* GIVEN PASSAGE *
################

An Oracle Data Dictionary Anomaly: VARCHAR2, CLOB, and Exadata

A.K.A. The Serendipitous Nature of Debugging ORA- Errors

There is usually an Exadata angle to my posts, and this one won’t disappoint. It started out as I was debugging an “ORA-39777: data saves are not allowed when loading lob columns” error.

The Original Problem

Using SQL*Loader, several of my customers were suddenly seeing ORA-39777 (data saves are not allowed when loading lob columns) on a couple of tables. This was strange since none of our standard released tables had a CLOB column; the data model has not changed for at least a few months.

At first I thought that perhaps the Oracle client version, and as a result the SQL*Loader version, was changed; however, when I tried reproducing the error with every combination of the Oracle client from 12.1.0.1 through 19c (19.4) against database versions 12.1.0.2 through 19c; every test case I tried worked fine. At that point, I was thinking it could be data related or a different client patch set. Until I could get more details on that, I decided to research a different aspect of the error, so the next step was to look and see what might be in Oracle Support.

################

* DATASET RECORDS *
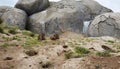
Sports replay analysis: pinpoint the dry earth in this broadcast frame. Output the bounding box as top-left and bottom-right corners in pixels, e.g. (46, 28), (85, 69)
(0, 27), (120, 69)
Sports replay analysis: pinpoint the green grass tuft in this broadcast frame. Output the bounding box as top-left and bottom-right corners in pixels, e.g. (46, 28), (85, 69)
(75, 47), (90, 54)
(96, 51), (111, 57)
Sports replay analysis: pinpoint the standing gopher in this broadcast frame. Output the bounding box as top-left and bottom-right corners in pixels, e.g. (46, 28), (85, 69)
(50, 33), (59, 40)
(38, 33), (45, 40)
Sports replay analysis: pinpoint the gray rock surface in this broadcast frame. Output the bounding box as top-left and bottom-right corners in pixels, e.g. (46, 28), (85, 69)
(28, 0), (84, 35)
(15, 0), (49, 15)
(78, 0), (112, 21)
(88, 13), (120, 38)
(0, 6), (27, 29)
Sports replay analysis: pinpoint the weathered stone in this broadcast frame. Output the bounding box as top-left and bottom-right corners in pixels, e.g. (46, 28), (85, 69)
(15, 0), (49, 15)
(80, 0), (112, 21)
(0, 6), (27, 29)
(28, 0), (84, 35)
(88, 13), (120, 38)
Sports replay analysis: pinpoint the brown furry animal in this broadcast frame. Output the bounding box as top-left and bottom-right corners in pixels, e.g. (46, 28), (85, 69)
(50, 33), (59, 40)
(38, 33), (45, 40)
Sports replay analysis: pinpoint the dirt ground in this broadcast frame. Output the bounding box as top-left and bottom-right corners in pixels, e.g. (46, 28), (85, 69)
(0, 33), (120, 69)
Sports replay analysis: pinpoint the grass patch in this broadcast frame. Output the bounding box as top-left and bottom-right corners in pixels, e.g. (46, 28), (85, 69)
(22, 30), (36, 37)
(96, 51), (111, 57)
(0, 24), (18, 34)
(107, 40), (115, 44)
(65, 47), (90, 59)
(65, 51), (74, 59)
(75, 47), (90, 54)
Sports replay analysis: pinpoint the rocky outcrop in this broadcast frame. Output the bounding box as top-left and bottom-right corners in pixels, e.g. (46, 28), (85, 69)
(88, 13), (120, 38)
(28, 0), (84, 35)
(79, 0), (112, 21)
(15, 0), (49, 15)
(0, 6), (27, 29)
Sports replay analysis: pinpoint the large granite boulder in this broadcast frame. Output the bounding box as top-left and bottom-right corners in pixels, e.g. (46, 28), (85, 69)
(27, 0), (85, 35)
(88, 13), (120, 38)
(79, 0), (112, 21)
(0, 6), (27, 29)
(15, 0), (49, 15)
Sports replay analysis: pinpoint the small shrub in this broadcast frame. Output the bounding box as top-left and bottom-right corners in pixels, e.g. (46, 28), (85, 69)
(42, 62), (52, 68)
(11, 36), (21, 41)
(22, 30), (35, 37)
(8, 29), (17, 34)
(96, 51), (111, 57)
(0, 27), (4, 33)
(2, 43), (10, 47)
(65, 51), (74, 59)
(107, 40), (115, 43)
(75, 47), (90, 54)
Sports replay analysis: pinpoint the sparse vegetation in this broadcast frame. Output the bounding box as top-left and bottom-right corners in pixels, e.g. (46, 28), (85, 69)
(22, 30), (35, 37)
(65, 47), (90, 59)
(65, 51), (75, 59)
(96, 51), (111, 57)
(75, 47), (90, 54)
(107, 40), (115, 44)
(8, 29), (17, 34)
(42, 62), (52, 68)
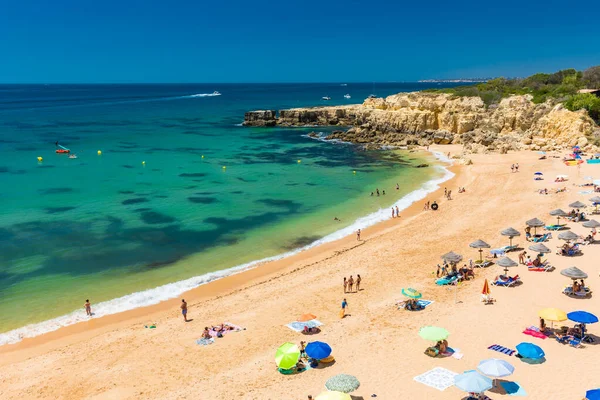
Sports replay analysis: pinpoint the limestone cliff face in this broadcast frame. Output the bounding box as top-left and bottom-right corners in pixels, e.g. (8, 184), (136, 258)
(244, 92), (600, 152)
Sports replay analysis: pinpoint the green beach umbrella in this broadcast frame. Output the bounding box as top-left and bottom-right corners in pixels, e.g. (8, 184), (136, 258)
(275, 342), (300, 369)
(419, 326), (450, 342)
(402, 288), (422, 299)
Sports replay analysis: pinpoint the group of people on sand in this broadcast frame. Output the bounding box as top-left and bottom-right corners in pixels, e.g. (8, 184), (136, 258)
(344, 275), (362, 293)
(202, 323), (235, 339)
(435, 260), (475, 282)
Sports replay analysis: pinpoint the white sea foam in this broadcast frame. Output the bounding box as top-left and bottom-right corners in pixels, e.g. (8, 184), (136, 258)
(0, 152), (454, 346)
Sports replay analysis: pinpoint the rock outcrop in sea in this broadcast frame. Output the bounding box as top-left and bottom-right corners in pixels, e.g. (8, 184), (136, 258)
(244, 92), (600, 153)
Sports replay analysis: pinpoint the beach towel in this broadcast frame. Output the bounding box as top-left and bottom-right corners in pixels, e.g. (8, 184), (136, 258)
(500, 381), (527, 396)
(413, 367), (458, 391)
(488, 344), (516, 356)
(286, 319), (323, 333)
(196, 338), (215, 346)
(523, 328), (548, 339)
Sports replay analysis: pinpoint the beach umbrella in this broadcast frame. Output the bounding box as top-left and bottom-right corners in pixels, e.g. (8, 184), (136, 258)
(550, 208), (569, 225)
(477, 358), (515, 378)
(454, 371), (493, 393)
(442, 251), (462, 264)
(469, 239), (490, 260)
(325, 374), (360, 393)
(517, 342), (546, 360)
(315, 391), (352, 400)
(298, 314), (317, 322)
(560, 267), (587, 279)
(419, 326), (450, 342)
(496, 257), (519, 274)
(529, 243), (552, 254)
(581, 219), (600, 229)
(481, 278), (491, 296)
(585, 389), (600, 400)
(538, 308), (567, 322)
(567, 311), (598, 324)
(500, 228), (521, 246)
(275, 342), (300, 369)
(305, 342), (331, 360)
(558, 231), (579, 242)
(402, 288), (422, 299)
(569, 201), (587, 208)
(525, 218), (546, 235)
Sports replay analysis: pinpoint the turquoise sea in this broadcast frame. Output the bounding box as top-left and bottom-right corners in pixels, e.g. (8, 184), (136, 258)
(0, 83), (454, 344)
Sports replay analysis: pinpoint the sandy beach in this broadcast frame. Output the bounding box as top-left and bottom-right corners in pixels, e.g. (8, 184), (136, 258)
(0, 146), (600, 400)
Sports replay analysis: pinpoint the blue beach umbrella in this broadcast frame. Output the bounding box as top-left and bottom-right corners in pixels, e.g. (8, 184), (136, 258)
(585, 389), (600, 400)
(567, 311), (598, 324)
(454, 371), (493, 393)
(517, 342), (546, 360)
(305, 342), (331, 360)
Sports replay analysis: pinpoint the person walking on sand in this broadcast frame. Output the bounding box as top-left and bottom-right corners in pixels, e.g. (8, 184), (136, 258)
(180, 299), (188, 322)
(340, 298), (348, 318)
(519, 251), (527, 264)
(83, 299), (92, 317)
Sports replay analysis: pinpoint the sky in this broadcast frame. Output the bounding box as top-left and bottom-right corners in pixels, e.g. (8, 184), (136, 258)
(0, 0), (600, 83)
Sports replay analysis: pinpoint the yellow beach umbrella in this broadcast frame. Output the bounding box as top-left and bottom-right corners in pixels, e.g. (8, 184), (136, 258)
(538, 308), (567, 322)
(315, 392), (352, 400)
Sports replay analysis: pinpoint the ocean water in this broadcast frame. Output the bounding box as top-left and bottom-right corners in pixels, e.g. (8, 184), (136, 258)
(0, 83), (448, 344)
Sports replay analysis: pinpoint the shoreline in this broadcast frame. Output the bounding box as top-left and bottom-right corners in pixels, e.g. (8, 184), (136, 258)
(0, 150), (457, 354)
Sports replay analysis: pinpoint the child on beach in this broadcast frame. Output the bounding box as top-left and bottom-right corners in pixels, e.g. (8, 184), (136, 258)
(180, 299), (188, 322)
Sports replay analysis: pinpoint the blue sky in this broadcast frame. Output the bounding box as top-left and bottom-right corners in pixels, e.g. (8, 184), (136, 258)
(0, 0), (600, 83)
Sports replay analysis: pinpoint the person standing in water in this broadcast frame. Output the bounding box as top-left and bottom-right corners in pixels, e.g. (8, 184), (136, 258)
(180, 299), (188, 322)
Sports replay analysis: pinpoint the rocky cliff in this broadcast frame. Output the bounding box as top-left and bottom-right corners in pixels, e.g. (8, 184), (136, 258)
(244, 92), (600, 152)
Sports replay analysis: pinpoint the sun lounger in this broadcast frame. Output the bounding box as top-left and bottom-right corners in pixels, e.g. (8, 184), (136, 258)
(488, 344), (516, 356)
(492, 275), (521, 287)
(563, 286), (592, 297)
(531, 233), (552, 243)
(473, 260), (493, 268)
(544, 225), (564, 231)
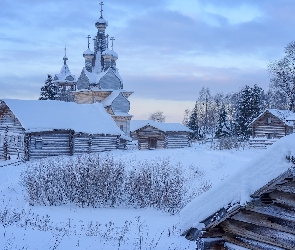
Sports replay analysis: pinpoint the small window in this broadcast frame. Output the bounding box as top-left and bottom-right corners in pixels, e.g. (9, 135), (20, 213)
(17, 135), (22, 147)
(35, 138), (42, 149)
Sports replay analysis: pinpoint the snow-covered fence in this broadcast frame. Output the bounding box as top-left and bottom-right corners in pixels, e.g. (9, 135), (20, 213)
(21, 154), (187, 213)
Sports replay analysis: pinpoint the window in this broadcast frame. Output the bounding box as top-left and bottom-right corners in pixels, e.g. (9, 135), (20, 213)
(35, 138), (42, 149)
(17, 135), (21, 147)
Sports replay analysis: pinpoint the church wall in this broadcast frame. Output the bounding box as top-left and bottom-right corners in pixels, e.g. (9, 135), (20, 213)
(99, 70), (121, 90)
(77, 70), (90, 89)
(112, 94), (130, 113)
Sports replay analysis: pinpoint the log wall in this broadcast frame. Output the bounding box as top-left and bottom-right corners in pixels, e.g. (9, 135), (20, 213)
(133, 126), (189, 149)
(252, 111), (293, 139)
(194, 172), (295, 250)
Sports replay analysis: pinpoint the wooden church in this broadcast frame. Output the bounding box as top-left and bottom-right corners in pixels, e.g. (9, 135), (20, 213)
(54, 3), (133, 136)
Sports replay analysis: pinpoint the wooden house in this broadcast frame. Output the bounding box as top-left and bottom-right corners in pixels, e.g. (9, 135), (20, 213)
(0, 100), (122, 160)
(249, 109), (293, 147)
(130, 120), (191, 149)
(181, 135), (295, 250)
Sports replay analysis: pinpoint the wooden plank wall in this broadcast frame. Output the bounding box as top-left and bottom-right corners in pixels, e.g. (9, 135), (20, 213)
(202, 175), (295, 250)
(165, 132), (189, 148)
(28, 130), (71, 159)
(252, 112), (293, 138)
(0, 103), (25, 160)
(136, 126), (189, 149)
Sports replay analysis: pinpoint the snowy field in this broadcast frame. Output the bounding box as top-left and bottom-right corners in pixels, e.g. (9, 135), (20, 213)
(0, 144), (261, 250)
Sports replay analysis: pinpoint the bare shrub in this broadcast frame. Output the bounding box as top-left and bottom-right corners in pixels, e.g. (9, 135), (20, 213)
(21, 154), (186, 214)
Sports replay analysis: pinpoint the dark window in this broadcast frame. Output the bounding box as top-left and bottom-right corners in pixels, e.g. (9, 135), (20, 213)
(35, 138), (42, 149)
(149, 138), (157, 149)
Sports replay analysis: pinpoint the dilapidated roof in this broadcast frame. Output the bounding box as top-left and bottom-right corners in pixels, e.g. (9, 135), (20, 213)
(3, 99), (121, 135)
(130, 120), (191, 132)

################

* PROBLEMS *
**A.** In the post about debugging ORA-39777, which tool were the customers using when the error appeared?
**B.** Copy the rows from the one containing "Sports replay analysis: pinpoint the green beach" down to the one containing "(523, 328), (548, 339)", with both of those rows included.

* EXERCISE RESULTS *
**A.** SQL*Loader.

**B.**
Sports replay analysis: pinpoint the green beach umbrella in this broadcast frame. Output the bounding box as top-left and bottom-right corners in pixels, e.g. (8, 184), (136, 258)
(275, 342), (300, 369)
(419, 326), (450, 342)
(402, 288), (422, 299)
Sports replay analysis: pinpoint the group of people on sand in this broadcast frame. Output the bounding box as top-left and bottom-right corners in pixels, e.g. (8, 184), (136, 258)
(344, 275), (362, 293)
(202, 323), (235, 339)
(435, 260), (475, 282)
Sports replay analysis: pinpoint the white sea foam in this broadcast frame. Output the bounding box as top-left and bottom-right corners in pixels, e.g. (8, 184), (136, 258)
(0, 152), (454, 346)
Sports replay analysis: pinpoint the rock outcrop in sea in this broadcast frame. Output the bounding box as top-left and bottom-right corners in pixels, e.g. (8, 184), (136, 258)
(244, 92), (600, 153)
Sports replay analysis: pinpoint the beach towel in this broadcast frame. Output the bounding box as top-left and bottom-right corners in pixels, e.g. (8, 184), (136, 258)
(500, 381), (527, 396)
(413, 367), (458, 391)
(488, 344), (516, 356)
(286, 319), (323, 333)
(196, 338), (215, 346)
(523, 328), (548, 339)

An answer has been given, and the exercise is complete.